__Your task__. For the entries that follow, restate word for word the line containing "Query: castle tower", the line containing "Query: blue sky", and every line that lies between them.

__Dataset content__.
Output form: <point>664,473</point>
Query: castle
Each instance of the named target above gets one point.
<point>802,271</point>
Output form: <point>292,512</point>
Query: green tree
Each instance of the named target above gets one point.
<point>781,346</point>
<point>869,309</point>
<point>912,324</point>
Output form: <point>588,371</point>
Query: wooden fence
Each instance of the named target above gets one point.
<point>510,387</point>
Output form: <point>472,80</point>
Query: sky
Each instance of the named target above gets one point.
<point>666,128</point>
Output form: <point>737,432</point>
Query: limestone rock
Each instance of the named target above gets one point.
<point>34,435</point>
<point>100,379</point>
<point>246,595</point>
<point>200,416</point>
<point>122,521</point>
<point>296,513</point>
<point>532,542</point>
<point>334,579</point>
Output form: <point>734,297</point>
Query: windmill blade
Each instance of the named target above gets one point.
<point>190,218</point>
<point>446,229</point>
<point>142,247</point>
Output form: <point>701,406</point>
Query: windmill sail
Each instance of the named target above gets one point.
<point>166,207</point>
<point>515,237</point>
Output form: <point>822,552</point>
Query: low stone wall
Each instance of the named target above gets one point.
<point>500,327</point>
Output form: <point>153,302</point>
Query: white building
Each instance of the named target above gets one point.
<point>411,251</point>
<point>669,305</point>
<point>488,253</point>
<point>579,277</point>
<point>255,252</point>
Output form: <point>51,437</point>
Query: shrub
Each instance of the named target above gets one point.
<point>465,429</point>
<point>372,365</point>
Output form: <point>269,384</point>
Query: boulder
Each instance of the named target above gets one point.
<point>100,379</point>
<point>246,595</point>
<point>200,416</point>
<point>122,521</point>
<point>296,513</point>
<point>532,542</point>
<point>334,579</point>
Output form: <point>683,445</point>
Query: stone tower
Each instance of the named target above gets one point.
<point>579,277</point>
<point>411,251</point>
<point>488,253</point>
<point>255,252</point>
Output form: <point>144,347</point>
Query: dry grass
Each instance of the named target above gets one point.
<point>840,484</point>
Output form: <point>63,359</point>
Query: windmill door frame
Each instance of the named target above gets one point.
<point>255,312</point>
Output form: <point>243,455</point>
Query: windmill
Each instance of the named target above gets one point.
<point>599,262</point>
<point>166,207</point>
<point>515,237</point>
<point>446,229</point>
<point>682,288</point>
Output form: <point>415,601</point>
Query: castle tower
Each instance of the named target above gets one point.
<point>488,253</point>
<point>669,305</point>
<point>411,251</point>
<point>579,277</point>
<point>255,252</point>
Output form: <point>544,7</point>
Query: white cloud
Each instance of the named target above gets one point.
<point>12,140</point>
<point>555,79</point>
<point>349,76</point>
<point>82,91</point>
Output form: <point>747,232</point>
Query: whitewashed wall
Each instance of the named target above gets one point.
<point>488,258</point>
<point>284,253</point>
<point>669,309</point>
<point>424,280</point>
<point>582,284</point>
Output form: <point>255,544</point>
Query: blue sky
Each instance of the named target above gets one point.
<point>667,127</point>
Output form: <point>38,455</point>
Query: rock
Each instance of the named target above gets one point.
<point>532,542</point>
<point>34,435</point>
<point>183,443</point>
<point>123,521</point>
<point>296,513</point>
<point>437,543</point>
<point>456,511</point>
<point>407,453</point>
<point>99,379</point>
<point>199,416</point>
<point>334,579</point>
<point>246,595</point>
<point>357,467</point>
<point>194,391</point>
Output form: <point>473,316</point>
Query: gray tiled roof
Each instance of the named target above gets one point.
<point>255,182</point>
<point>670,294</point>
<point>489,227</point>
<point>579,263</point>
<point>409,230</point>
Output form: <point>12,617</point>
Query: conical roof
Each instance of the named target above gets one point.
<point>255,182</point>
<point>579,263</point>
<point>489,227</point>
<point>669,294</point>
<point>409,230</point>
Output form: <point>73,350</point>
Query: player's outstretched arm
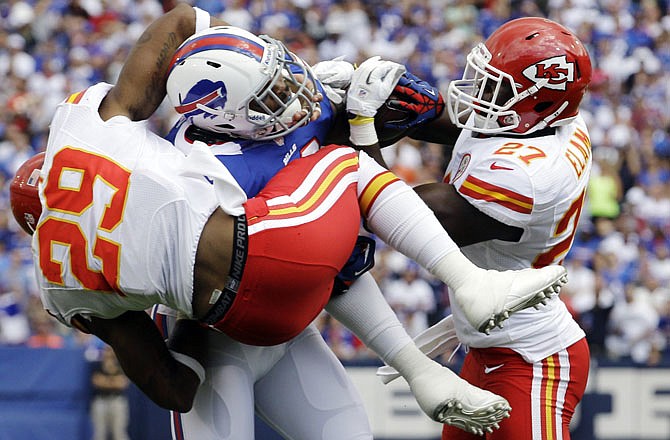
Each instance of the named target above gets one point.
<point>141,85</point>
<point>465,223</point>
<point>170,380</point>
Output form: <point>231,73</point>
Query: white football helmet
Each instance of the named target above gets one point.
<point>227,80</point>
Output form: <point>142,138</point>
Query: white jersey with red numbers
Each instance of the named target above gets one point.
<point>537,184</point>
<point>112,185</point>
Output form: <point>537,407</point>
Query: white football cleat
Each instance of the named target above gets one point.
<point>447,398</point>
<point>490,298</point>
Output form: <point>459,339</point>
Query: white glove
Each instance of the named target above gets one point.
<point>371,85</point>
<point>335,76</point>
<point>433,341</point>
<point>336,73</point>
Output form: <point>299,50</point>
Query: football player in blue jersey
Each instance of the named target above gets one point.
<point>256,118</point>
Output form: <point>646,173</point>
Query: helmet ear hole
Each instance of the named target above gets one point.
<point>542,106</point>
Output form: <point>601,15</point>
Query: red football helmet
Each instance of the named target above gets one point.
<point>529,74</point>
<point>23,195</point>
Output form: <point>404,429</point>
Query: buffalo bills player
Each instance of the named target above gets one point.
<point>512,195</point>
<point>121,220</point>
<point>255,134</point>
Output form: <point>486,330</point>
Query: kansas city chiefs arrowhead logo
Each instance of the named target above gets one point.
<point>557,70</point>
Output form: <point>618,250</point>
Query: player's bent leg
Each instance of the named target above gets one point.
<point>544,394</point>
<point>307,395</point>
<point>488,298</point>
<point>224,404</point>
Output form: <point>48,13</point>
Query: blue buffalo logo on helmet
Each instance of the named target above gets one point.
<point>205,93</point>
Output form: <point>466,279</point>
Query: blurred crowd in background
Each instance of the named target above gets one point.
<point>619,267</point>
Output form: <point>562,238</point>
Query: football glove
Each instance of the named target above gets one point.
<point>335,76</point>
<point>420,101</point>
<point>371,85</point>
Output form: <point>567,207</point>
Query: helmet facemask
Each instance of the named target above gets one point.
<point>487,92</point>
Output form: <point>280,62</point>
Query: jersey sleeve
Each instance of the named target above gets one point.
<point>498,187</point>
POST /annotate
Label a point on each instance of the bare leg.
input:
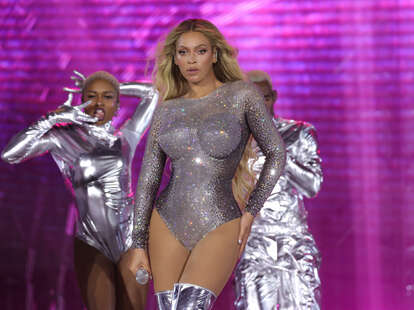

__Solution to this task__.
Query: castle tower
Each instance of the named target above gets one point.
<point>488,253</point>
<point>669,305</point>
<point>411,251</point>
<point>579,277</point>
<point>255,252</point>
Output form: <point>544,7</point>
Query: white cloud
Each instance of the named target above gets one point.
<point>12,140</point>
<point>555,79</point>
<point>349,76</point>
<point>82,91</point>
Output form: <point>747,232</point>
Query: whitewashed wall
Each instance of the named target above gets one point.
<point>488,258</point>
<point>284,253</point>
<point>669,309</point>
<point>424,280</point>
<point>582,284</point>
Output form: <point>255,544</point>
Query: blue sky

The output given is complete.